### 数据条目

------------------------------------

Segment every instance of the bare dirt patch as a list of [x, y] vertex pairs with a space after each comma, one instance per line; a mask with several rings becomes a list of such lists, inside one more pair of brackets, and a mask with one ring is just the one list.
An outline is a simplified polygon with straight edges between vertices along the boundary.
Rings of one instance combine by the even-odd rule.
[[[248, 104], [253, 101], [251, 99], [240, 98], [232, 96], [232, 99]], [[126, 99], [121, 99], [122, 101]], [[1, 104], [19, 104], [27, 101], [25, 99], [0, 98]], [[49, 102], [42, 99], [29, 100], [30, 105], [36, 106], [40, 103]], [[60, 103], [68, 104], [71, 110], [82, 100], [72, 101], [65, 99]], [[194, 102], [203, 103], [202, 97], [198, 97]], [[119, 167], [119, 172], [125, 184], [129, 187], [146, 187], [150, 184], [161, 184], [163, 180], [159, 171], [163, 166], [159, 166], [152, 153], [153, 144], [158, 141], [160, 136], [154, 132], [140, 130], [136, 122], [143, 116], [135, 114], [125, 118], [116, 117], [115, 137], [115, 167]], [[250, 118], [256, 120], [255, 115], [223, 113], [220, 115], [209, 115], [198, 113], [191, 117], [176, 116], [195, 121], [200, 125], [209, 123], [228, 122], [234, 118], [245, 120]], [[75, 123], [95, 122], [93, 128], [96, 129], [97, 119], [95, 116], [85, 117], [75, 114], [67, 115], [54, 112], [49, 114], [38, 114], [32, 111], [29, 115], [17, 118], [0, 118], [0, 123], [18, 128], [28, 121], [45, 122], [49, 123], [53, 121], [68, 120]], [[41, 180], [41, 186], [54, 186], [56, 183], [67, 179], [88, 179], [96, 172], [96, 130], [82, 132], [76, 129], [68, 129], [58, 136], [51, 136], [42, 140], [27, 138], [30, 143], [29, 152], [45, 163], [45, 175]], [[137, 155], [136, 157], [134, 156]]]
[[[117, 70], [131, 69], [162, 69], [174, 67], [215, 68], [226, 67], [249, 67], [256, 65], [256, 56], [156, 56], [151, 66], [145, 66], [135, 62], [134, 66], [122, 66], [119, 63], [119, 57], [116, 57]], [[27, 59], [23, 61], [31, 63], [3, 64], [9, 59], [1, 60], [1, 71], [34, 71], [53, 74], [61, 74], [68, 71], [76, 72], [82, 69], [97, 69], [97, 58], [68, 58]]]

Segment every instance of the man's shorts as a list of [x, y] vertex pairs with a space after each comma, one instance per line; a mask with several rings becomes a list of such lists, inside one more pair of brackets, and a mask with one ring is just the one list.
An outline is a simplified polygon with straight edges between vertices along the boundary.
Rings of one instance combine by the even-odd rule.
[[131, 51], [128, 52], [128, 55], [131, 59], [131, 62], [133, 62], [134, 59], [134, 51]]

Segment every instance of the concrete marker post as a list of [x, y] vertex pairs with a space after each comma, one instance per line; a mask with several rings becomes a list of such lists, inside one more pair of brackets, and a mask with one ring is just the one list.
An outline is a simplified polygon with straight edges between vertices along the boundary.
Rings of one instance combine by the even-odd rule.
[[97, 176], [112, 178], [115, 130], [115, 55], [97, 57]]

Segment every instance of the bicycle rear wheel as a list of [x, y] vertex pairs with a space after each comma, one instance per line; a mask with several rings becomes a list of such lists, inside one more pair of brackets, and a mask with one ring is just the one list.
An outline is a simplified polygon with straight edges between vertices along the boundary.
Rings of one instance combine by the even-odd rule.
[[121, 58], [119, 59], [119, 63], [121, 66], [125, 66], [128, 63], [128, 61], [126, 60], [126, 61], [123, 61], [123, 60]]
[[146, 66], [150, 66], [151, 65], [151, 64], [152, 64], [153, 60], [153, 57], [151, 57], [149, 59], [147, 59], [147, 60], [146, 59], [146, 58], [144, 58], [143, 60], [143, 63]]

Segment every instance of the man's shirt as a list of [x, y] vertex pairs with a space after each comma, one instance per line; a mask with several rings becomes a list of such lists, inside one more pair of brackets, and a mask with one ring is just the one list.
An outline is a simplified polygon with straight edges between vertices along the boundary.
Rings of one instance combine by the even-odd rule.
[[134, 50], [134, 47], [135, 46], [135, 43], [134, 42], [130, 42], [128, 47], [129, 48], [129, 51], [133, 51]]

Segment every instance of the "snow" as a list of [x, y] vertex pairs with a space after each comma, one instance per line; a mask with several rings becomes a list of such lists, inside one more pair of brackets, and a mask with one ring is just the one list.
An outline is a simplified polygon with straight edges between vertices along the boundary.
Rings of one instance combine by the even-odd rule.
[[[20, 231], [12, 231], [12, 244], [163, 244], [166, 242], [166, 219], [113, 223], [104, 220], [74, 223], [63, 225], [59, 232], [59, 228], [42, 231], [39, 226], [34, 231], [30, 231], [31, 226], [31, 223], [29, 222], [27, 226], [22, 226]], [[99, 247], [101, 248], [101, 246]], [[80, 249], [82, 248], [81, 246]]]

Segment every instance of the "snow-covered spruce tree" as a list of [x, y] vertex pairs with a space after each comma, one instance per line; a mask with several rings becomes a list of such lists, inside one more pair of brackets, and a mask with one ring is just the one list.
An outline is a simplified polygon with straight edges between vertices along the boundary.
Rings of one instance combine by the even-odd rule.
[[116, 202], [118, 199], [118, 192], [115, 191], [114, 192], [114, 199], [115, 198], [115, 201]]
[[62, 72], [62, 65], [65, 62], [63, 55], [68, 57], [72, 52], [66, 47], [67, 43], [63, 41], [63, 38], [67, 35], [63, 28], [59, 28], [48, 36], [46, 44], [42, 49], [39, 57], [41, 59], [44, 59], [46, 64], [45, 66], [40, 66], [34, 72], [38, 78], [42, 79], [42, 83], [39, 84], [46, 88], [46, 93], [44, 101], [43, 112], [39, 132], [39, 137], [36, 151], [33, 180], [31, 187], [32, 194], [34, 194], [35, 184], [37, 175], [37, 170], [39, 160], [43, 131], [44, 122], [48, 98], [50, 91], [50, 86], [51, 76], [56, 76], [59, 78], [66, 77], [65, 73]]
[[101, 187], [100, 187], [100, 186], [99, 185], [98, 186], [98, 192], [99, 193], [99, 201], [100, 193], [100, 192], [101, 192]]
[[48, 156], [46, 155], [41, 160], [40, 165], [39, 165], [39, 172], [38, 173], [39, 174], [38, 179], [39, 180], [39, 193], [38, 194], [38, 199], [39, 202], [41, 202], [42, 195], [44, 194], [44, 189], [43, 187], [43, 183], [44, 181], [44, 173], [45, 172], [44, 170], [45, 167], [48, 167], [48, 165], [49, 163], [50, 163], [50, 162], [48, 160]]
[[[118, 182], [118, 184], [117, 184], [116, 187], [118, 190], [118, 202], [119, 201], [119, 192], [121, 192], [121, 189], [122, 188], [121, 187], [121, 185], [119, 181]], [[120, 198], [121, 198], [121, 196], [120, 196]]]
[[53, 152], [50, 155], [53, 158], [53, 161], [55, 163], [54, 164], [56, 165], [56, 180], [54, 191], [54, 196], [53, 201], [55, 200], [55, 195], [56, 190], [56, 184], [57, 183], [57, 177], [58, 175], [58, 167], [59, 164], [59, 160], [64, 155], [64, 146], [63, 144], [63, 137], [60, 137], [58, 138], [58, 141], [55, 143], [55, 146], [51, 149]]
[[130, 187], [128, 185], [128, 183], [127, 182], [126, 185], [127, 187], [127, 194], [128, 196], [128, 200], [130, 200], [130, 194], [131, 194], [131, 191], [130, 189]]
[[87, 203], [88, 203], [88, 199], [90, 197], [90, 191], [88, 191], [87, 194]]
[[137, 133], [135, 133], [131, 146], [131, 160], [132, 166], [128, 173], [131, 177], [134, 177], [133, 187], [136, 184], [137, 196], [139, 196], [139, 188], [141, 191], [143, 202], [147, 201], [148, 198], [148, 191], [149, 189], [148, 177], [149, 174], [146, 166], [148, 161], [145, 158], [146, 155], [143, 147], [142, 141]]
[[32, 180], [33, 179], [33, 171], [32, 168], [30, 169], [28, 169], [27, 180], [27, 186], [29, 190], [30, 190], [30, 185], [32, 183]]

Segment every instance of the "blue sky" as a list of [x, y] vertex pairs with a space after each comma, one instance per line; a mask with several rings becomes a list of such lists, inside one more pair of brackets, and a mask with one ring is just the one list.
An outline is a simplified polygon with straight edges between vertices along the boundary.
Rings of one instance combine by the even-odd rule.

------------------------------------

### 任务目标
请将上面的数据从包含“Segment every instance of the man's shorts”的那一行开始，到包含“[[97, 176], [112, 178], [115, 130], [115, 55], [97, 57]]”的那一行结束（首尾两行都包括），逐行重新写出，文字说明原样保留。答案中的每个顶点坐标都要乘以1.5并四舍五入为整数，恰好为.5时向上取整。

### 解答如下
Segment every instance of the man's shorts as a list of [x, y] vertex pairs with a space after each comma, one instance per line; a mask with several rings becomes a list of such lists, inside one more pair of brackets, and a mask with one ring is just the one list.
An outline is a simplified polygon with straight edges between vertices along the boundary.
Rings of one instance combine by the even-odd rule.
[[197, 77], [192, 78], [192, 83], [197, 89], [197, 93], [200, 93], [201, 89], [201, 77]]

Segment every instance of the concrete marker post as a list of [x, y] vertex pairs with a space after each comma, one instance per line; a mask with several rings becomes a list of such lists, inside one more pair of brackets, and a mask with one ring is just the one list.
An outline is a simplified polygon with straight edges between vertices along the boundary.
Rings of one instance combine by the even-odd rule.
[[146, 264], [168, 267], [173, 195], [173, 83], [146, 86]]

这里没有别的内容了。